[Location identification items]
((

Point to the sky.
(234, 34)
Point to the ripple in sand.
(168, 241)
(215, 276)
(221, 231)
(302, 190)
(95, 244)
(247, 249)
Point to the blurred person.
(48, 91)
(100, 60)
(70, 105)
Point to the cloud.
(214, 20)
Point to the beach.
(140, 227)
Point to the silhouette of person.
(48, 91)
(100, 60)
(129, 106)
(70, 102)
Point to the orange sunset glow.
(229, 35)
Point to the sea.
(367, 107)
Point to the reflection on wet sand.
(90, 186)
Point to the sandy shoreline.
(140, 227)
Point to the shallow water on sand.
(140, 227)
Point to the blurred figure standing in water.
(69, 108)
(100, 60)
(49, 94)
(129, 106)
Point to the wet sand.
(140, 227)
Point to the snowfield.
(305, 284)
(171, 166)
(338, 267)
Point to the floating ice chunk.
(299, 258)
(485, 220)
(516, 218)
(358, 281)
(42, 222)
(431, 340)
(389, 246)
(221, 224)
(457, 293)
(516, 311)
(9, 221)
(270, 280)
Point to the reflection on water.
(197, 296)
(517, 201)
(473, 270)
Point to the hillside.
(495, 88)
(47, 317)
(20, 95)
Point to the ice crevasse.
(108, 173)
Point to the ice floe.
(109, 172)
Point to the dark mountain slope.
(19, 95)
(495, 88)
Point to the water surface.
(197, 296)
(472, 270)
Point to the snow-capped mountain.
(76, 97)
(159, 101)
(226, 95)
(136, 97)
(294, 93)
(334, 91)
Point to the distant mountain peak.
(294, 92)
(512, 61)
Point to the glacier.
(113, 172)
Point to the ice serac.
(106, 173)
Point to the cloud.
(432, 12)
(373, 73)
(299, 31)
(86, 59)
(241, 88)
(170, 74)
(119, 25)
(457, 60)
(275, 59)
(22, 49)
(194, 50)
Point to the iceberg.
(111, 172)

))

Task details:
Please return all of the data above unchanged, line for line.

Output for this exercise:
Point to the sky.
(234, 34)
Point to the ripple in sand.
(168, 241)
(215, 276)
(221, 231)
(302, 190)
(95, 244)
(247, 249)
Point to the blurred person.
(48, 91)
(100, 60)
(70, 105)
Point to the cloud.
(214, 20)
Point to the beach.
(140, 227)
Point to the silhouette of person.
(48, 91)
(100, 60)
(129, 106)
(70, 102)
Point to the orange sunset glow.
(229, 35)
Point to the sea.
(367, 107)
Point to the reflection on wet sand.
(90, 186)
Point to the sandy shoreline.
(140, 227)
Point to the shallow water on sand.
(140, 227)
Point to the blurred figure standing in water.
(69, 108)
(100, 60)
(49, 94)
(129, 106)
Point to the wet sand.
(140, 227)
Point to the snowfield.
(305, 284)
(171, 166)
(338, 267)
Point to the floating ice chunk.
(299, 258)
(485, 220)
(516, 218)
(358, 281)
(42, 222)
(431, 340)
(389, 246)
(221, 224)
(457, 293)
(516, 311)
(9, 221)
(270, 280)
Point to the reflection on water.
(197, 296)
(517, 201)
(473, 270)
Point to the hillside.
(495, 88)
(47, 317)
(20, 95)
Point to the ice crevasse.
(108, 173)
Point to the ice floe.
(109, 172)
Point to the dark mountain slope.
(19, 95)
(495, 88)
Point to the water surface.
(197, 296)
(472, 270)
Point to the snow-capped mountain.
(76, 97)
(159, 101)
(226, 95)
(136, 97)
(294, 93)
(334, 91)
Point to the distant mountain peak.
(294, 92)
(512, 61)
Point to the glacier.
(113, 172)
Point to the ice serac.
(106, 173)
Point to the cloud.
(432, 12)
(373, 73)
(299, 31)
(86, 59)
(241, 88)
(170, 74)
(119, 25)
(457, 60)
(275, 59)
(22, 49)
(194, 50)
Point to the iceberg.
(111, 172)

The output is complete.